• Task A
Which years does the passage on moderate drinking and health mention? List each one.
• Task B
Continue the passage on moderate drinking and health from its last sentence.
START Provided passage
|Tom Cannavan's wine-pages.com|
This opinion piece was published in Harper's Wine and Spirits magazine in 2000, having originally been published as a letter in AIM (Alcohol In Moderation) newsletter Volume 8.
Virtually all of its arguments still stand.
However, in 2002 the British Journal of Cancer (BJC) claimed definitively that moderate consumption can increase the risk of breast
cancer. I would maintain that
[1.] this risk is "probably outweighed by the lifetime's cardioprotective effects" (Dr Isabel dos Santos Silva of the International Agency for Research on Cancer, in her summary of the BJC report);
[2.] the BJC research made no distinction between types of alcoholic drink; scientists in Los Angeles have recently found that phytochemicals in grape skins and seeds reduced breast-cancer tumours in mice.
But it is patently obvious that it is no longer possible to state that there is no threat to health from moderate drinking.
My call to arms was ignored, although the BMA
had indeed fired "the first salvo in the first real battle" of what until 1999 was a very phoney war.
END Provided passage
START Recorded data
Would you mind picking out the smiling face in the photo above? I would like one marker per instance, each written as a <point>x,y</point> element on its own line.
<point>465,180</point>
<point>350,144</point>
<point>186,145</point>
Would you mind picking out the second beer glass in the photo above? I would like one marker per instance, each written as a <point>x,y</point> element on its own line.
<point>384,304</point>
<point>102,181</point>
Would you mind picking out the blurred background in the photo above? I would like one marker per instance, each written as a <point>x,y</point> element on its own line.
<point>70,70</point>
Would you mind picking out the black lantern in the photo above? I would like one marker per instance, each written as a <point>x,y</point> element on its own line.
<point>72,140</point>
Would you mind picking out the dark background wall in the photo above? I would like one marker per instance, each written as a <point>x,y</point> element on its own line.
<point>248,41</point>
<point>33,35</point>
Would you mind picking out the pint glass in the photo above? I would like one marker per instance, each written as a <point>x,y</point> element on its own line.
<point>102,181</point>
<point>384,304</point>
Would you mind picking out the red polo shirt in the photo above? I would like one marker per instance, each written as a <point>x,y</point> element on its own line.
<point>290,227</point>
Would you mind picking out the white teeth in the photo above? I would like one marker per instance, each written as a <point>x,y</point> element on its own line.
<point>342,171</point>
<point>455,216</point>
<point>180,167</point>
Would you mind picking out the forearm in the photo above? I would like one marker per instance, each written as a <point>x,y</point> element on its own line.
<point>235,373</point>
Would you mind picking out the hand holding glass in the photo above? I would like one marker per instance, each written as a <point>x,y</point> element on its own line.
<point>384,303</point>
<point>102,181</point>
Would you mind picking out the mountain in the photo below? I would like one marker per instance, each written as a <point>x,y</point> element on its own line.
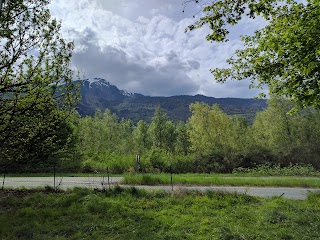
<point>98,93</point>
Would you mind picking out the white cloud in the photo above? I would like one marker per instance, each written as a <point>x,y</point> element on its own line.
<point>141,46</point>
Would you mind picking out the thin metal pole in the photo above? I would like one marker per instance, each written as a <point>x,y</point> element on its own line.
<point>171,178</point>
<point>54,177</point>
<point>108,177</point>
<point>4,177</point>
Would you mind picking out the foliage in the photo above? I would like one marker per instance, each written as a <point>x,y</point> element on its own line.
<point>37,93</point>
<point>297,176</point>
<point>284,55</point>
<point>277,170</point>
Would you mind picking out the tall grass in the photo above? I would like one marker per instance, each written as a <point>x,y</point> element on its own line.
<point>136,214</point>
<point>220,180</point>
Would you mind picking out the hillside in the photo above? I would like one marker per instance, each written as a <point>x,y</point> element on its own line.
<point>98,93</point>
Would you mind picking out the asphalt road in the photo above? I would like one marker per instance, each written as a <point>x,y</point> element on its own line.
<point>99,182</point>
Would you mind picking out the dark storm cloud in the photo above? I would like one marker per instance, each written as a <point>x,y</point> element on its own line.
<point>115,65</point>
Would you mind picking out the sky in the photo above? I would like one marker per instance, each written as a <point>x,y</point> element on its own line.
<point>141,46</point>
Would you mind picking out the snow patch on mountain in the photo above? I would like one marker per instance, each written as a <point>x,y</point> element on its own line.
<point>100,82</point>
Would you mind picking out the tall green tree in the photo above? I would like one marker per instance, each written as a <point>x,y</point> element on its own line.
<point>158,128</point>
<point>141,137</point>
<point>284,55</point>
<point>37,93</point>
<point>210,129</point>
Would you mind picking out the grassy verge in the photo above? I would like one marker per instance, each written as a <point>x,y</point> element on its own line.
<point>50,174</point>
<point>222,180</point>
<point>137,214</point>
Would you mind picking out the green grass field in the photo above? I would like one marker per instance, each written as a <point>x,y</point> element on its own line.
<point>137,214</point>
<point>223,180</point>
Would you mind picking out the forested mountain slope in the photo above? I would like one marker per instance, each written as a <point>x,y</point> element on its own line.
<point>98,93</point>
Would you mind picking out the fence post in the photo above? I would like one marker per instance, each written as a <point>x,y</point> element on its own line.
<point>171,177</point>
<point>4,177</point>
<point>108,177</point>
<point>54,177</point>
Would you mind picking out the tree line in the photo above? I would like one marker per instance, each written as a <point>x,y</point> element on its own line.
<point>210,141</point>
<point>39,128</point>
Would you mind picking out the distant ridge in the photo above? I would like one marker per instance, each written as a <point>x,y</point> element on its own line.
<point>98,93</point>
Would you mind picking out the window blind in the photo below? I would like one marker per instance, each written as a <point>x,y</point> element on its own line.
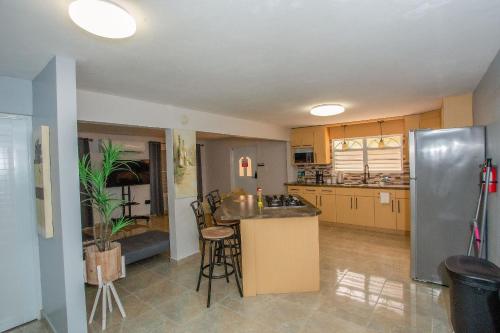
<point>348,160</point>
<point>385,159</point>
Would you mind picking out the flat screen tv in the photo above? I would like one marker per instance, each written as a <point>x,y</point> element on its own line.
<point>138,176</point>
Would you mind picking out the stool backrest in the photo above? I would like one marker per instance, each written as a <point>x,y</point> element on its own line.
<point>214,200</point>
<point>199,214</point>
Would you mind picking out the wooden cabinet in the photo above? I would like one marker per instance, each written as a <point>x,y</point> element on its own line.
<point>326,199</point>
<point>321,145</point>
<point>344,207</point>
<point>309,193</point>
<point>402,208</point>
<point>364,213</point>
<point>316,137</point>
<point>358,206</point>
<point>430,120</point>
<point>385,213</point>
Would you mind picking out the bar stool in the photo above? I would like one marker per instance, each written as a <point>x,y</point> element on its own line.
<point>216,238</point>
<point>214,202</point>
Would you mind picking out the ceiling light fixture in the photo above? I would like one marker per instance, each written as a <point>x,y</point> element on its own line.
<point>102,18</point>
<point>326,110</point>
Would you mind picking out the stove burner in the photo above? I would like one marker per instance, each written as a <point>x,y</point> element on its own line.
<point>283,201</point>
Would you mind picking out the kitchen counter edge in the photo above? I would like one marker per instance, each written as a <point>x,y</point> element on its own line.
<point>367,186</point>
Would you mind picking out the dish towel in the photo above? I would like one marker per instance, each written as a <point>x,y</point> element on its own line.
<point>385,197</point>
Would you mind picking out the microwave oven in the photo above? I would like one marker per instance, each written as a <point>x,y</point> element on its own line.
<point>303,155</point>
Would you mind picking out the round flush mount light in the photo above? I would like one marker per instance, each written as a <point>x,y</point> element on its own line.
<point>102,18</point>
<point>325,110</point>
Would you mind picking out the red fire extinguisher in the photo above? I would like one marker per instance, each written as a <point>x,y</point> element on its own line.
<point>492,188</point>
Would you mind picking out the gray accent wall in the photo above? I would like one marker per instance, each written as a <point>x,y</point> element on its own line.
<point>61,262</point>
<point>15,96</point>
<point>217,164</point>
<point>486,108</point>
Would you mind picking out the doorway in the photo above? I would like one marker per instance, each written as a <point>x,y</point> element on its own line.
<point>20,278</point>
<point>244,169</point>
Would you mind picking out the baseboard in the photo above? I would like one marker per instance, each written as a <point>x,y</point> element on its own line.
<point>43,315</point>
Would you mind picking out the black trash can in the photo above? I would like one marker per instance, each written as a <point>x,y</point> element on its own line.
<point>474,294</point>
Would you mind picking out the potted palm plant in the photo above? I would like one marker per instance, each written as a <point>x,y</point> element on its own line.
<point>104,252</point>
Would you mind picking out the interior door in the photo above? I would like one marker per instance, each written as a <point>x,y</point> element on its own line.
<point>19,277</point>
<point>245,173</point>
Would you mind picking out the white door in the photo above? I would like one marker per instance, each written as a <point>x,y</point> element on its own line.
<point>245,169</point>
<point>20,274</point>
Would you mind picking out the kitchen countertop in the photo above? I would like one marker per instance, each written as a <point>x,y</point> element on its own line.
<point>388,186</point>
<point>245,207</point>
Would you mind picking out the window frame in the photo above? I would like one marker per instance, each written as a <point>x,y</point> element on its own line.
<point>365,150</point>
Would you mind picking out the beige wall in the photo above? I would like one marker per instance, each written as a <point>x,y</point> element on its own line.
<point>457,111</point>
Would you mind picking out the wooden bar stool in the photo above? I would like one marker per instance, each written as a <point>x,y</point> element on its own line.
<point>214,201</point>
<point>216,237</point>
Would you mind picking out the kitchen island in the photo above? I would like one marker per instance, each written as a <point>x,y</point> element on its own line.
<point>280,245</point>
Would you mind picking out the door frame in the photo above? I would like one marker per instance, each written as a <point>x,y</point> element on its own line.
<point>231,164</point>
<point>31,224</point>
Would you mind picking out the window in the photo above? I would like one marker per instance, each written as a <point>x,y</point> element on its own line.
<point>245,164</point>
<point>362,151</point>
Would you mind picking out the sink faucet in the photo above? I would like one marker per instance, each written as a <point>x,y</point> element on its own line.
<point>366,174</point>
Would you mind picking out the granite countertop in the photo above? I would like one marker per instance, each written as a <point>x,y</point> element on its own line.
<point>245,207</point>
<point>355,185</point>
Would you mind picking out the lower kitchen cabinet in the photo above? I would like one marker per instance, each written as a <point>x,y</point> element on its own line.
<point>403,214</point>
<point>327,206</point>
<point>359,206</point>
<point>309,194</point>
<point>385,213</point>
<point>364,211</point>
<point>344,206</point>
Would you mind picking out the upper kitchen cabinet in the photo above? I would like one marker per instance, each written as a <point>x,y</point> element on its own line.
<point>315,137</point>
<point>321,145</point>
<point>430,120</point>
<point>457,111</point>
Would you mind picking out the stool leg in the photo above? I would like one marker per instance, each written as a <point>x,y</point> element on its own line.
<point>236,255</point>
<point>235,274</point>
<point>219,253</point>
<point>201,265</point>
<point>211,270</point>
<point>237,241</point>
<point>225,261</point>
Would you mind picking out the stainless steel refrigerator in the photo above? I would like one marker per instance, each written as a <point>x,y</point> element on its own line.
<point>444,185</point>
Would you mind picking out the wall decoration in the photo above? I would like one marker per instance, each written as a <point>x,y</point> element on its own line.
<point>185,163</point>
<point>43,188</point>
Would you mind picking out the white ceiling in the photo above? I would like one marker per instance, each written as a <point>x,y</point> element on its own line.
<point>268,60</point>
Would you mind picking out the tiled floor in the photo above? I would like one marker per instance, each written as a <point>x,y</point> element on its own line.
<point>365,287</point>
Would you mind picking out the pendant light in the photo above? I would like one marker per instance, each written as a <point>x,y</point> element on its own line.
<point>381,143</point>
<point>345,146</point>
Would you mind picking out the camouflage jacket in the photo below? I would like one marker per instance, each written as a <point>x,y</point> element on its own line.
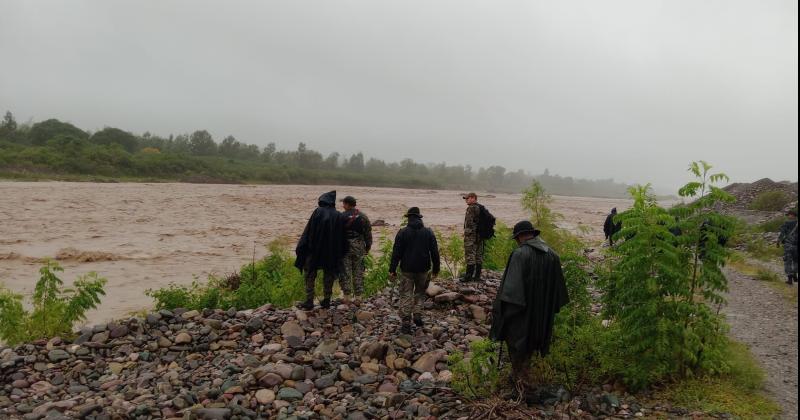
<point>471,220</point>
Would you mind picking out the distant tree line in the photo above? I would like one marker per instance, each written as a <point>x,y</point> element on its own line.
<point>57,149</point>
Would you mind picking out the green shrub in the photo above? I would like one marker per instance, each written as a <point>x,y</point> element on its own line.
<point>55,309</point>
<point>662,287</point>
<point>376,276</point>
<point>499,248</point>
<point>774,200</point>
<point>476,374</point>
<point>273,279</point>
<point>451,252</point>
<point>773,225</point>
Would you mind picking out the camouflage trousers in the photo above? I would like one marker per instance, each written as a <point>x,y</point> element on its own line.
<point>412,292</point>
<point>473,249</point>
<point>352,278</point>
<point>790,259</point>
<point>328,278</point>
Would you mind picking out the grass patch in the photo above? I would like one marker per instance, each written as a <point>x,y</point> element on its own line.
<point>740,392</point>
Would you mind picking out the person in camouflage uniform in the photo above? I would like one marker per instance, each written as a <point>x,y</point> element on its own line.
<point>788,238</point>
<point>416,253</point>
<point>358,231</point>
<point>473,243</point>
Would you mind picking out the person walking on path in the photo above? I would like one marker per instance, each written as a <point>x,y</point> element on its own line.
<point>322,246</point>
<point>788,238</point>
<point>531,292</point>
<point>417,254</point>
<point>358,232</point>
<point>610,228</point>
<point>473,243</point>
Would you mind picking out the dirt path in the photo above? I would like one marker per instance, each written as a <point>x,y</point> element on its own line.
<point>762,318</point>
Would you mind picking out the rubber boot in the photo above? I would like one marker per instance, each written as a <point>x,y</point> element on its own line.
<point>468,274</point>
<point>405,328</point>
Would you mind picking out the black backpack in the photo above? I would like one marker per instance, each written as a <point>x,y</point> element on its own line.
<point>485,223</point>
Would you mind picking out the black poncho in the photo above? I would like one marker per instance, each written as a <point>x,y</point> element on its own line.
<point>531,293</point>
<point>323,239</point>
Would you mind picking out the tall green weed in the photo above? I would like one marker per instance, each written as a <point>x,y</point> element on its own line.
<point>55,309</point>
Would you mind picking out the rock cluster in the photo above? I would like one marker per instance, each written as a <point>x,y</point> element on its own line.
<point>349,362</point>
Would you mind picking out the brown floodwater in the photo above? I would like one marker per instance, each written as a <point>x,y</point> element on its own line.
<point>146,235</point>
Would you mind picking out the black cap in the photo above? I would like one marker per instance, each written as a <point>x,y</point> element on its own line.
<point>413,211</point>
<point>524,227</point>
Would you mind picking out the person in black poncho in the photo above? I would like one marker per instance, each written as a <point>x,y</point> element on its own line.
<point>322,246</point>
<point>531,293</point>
END Recorded data
• Answer space A
2000, 2002, 1999

• Answer space B
Having no plans whatsoever to counter the next predictable battle, the wine industry found itself defenceless when the government announced in February 2004 that all alcoholic drinks are to carry health warnings. We will now roll over, as the Americans already have, and allow untrue dangers to be blazoned across wine labels while we are unable to counter these with any of the proven health benefits.
We will soon be following the US example to the point that alcohol and hard drugs will be mentioned in one breath. Well, we deserve it. We were complacent, and
now we shall reap the reward. Welcome to the new world, where alcohol will become an evil in itself.